╭─ TASK MATERIAL
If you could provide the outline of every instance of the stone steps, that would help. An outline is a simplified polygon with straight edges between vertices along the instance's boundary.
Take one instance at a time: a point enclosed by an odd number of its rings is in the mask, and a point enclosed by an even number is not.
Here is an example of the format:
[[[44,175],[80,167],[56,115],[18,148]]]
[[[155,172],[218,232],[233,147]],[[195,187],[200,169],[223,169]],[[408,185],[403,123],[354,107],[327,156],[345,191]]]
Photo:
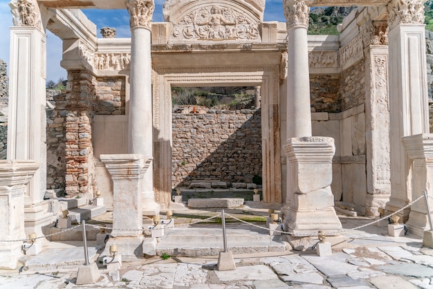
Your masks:
[[[286,252],[289,248],[282,236],[270,236],[265,228],[246,225],[227,225],[227,243],[233,254]],[[222,229],[214,225],[166,230],[156,245],[158,255],[212,256],[223,250]]]

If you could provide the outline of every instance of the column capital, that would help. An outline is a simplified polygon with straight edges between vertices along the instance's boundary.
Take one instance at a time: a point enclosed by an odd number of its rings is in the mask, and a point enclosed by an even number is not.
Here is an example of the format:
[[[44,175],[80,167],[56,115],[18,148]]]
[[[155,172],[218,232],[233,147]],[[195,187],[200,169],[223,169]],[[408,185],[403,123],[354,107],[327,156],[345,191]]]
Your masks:
[[[150,30],[151,28],[152,16],[155,10],[155,3],[153,0],[129,0],[127,3],[130,19],[129,26],[143,27]]]
[[[392,0],[388,4],[388,24],[391,28],[398,24],[423,24],[423,0]]]
[[[283,0],[287,29],[295,26],[308,27],[312,0]]]
[[[12,0],[9,7],[14,26],[35,27],[44,31],[39,6],[36,0]]]

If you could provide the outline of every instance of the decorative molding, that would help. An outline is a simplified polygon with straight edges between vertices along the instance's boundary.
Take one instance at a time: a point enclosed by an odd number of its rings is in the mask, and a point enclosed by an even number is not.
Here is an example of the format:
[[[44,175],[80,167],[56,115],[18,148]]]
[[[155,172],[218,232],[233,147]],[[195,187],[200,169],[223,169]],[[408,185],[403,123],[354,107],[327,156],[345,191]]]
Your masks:
[[[15,26],[35,27],[44,31],[41,12],[36,0],[14,0],[9,3]]]
[[[116,28],[102,27],[101,28],[101,35],[104,38],[114,38],[116,37]]]
[[[122,71],[130,63],[129,53],[95,53],[92,66],[98,71]]]
[[[388,24],[390,27],[403,24],[424,23],[423,0],[393,0],[388,4]]]
[[[127,7],[131,17],[129,26],[131,28],[144,27],[151,29],[152,16],[155,10],[153,0],[129,0]]]
[[[369,45],[388,45],[388,24],[386,21],[372,21],[361,28],[364,47]]]
[[[310,6],[305,1],[284,0],[283,6],[287,30],[295,26],[308,27]]]
[[[338,51],[313,50],[308,55],[311,68],[336,68],[340,66]]]
[[[259,19],[243,11],[221,5],[201,7],[175,24],[170,41],[260,41]]]

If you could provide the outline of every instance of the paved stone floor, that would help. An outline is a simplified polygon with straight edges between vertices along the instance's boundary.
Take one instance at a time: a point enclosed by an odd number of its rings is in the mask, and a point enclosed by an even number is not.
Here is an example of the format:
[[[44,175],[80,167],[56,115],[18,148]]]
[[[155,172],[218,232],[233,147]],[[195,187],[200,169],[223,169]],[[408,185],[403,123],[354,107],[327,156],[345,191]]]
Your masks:
[[[371,221],[343,216],[340,220],[345,228]],[[433,249],[423,248],[422,240],[391,237],[385,228],[373,225],[343,235],[347,245],[333,250],[330,257],[318,257],[313,250],[235,255],[237,268],[232,271],[218,271],[217,257],[155,257],[124,263],[118,270],[109,271],[98,264],[100,279],[86,286],[75,284],[78,265],[71,259],[56,269],[0,271],[0,288],[433,289]],[[55,249],[62,252],[58,246]],[[73,243],[68,246],[68,251],[64,248],[64,258],[82,250]],[[53,254],[55,249],[50,249]]]

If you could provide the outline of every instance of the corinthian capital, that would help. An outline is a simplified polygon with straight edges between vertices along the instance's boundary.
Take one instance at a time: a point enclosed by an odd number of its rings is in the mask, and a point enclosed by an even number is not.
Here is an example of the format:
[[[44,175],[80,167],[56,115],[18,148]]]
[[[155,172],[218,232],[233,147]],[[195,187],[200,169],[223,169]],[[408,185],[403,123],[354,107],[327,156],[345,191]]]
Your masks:
[[[388,23],[390,27],[400,24],[424,23],[423,0],[392,0],[388,4]]]
[[[14,26],[36,27],[43,31],[39,6],[36,0],[12,0],[9,6]]]
[[[152,15],[155,10],[153,0],[129,0],[127,7],[131,17],[129,25],[131,28],[141,26],[151,29]]]
[[[311,1],[283,0],[287,29],[293,26],[308,27]]]

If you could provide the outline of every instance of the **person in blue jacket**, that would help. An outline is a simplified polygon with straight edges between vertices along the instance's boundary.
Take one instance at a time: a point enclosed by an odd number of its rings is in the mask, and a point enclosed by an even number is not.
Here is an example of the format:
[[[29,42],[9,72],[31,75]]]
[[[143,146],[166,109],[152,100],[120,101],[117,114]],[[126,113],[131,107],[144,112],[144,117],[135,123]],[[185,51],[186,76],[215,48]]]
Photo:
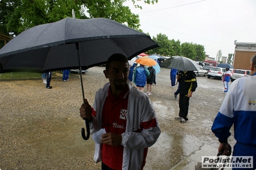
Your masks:
[[[132,82],[132,77],[133,75],[133,70],[134,68],[136,66],[136,65],[135,63],[133,63],[133,65],[129,68],[129,75],[128,75],[128,79],[129,81],[130,81],[131,82]]]
[[[149,72],[145,66],[141,65],[137,66],[134,72],[133,82],[136,84],[137,88],[144,92],[144,87],[146,86],[146,81]]]
[[[213,122],[212,131],[219,139],[218,153],[230,155],[231,146],[228,138],[234,125],[236,143],[233,157],[253,157],[256,169],[256,55],[251,60],[251,75],[238,79],[230,85]],[[244,169],[235,168],[234,169]]]

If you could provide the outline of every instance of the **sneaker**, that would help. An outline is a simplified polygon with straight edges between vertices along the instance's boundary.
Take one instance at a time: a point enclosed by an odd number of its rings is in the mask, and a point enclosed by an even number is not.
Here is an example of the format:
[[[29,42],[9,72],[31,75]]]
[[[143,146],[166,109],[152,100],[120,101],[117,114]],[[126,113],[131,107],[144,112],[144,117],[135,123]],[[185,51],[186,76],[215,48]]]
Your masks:
[[[175,118],[175,120],[181,120],[182,119],[183,119],[182,117],[176,117],[176,118]]]
[[[180,120],[180,123],[186,123],[187,122],[187,121],[184,119],[184,118],[182,118],[182,119]]]

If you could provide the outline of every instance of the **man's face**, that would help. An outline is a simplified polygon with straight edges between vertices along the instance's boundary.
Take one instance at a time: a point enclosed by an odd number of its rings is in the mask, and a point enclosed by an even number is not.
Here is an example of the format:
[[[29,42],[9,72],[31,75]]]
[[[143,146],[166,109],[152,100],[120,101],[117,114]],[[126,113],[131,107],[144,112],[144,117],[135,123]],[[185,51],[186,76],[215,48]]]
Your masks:
[[[121,90],[127,82],[129,74],[128,63],[113,61],[110,63],[109,70],[104,70],[104,73],[106,78],[109,79],[112,90]]]

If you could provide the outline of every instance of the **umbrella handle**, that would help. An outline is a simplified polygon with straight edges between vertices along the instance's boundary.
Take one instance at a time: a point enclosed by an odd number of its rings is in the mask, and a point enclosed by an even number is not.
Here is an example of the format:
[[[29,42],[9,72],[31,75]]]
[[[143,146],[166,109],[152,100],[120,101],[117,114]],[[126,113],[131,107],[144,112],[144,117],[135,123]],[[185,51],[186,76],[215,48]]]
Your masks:
[[[79,46],[78,43],[76,43],[76,50],[78,52],[78,64],[79,64],[79,72],[80,75],[80,81],[81,81],[81,93],[83,95],[83,101],[85,103],[85,93],[83,91],[83,79],[81,77],[81,63],[80,63],[80,58],[79,56]],[[81,128],[81,137],[85,140],[88,140],[90,137],[90,127],[89,127],[89,120],[88,119],[85,119],[85,127],[86,127],[86,135],[85,135],[85,130],[84,128]]]
[[[85,119],[85,126],[86,126],[86,135],[85,135],[85,130],[84,128],[81,128],[81,137],[84,140],[88,140],[90,137],[90,127],[89,127],[89,120]]]

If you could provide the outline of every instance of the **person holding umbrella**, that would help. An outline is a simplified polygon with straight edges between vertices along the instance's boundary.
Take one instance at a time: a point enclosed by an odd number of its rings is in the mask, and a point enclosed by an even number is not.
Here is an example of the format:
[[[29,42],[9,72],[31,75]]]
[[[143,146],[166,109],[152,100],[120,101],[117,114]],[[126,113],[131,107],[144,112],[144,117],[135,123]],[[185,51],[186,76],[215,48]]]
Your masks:
[[[144,87],[146,86],[147,77],[149,72],[145,68],[144,65],[141,65],[136,67],[133,75],[133,82],[136,84],[137,88],[144,92]]]
[[[186,123],[189,120],[187,114],[189,113],[189,98],[192,94],[196,91],[198,86],[196,74],[193,71],[180,71],[180,98],[179,98],[179,117],[175,120],[180,120],[180,123]]]
[[[124,56],[112,55],[104,74],[109,82],[97,91],[92,107],[85,99],[80,109],[81,118],[90,122],[92,139],[106,131],[96,141],[94,160],[102,162],[102,169],[142,169],[148,148],[161,132],[155,111],[149,98],[128,80]]]
[[[149,75],[147,77],[147,94],[148,96],[151,96],[152,92],[152,85],[153,82],[155,79],[155,70],[153,66],[149,66],[148,68],[149,72]]]

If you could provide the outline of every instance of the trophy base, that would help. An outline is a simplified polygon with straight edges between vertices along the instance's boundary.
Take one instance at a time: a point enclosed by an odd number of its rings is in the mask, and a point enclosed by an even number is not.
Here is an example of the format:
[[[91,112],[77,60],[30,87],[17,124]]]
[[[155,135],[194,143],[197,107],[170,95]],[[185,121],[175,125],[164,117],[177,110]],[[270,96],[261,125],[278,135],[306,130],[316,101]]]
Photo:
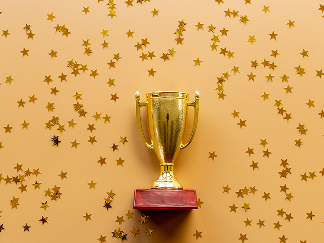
╰─
• [OBJECTIVE]
Return the listing from its first line through the line containing "[[[12,0],[9,7],[14,26],[35,27],[44,31],[39,6],[36,0]]]", copying each line unchanged, and omit the pictures.

• [WRITTEN REPLY]
If you could provide the outline of every instance of the stone steps, that would help. An outline is a simplified polygon with straight edges between vertices along the instance's boundary.
Take one instance at a time: a point enclosed by an odd number of its rings is in the mask, and a point enclosed by an even number is not.
Here is an example of the format:
[[[44,175],[80,167],[56,115],[18,148]]]
[[[155,172],[218,232],[233,147]],[[195,187],[200,169],[223,169]],[[408,185],[403,123],[354,107],[327,156],[345,191]]]
Photo:
Your masks:
[[[286,252],[289,248],[282,236],[270,236],[265,228],[246,225],[227,225],[227,243],[233,254]],[[222,229],[214,225],[166,230],[156,245],[158,255],[212,256],[223,250]]]

If you could provide the outline of every instance of the column capital, that would help. An outline is a simplified polygon with straight edges between vertices along the instance's boundary.
Take one instance at a time: a point enclosed by an odd number of its rings is in the mask, and a point enclosed by an even number is not.
Here is an example of the format:
[[[44,175],[80,167],[56,115],[18,148]]]
[[[155,172],[218,232],[233,147]],[[195,187],[200,169],[223,169]],[[408,185],[403,123],[354,107],[327,156],[345,191]]]
Your masks:
[[[150,30],[151,28],[152,16],[155,10],[155,3],[153,0],[129,0],[127,3],[130,19],[129,26],[143,27]]]
[[[392,0],[388,4],[388,24],[391,28],[398,24],[423,24],[423,0]]]
[[[283,0],[287,29],[295,26],[308,27],[312,0]]]
[[[12,0],[9,7],[14,26],[35,27],[44,31],[39,6],[36,0]]]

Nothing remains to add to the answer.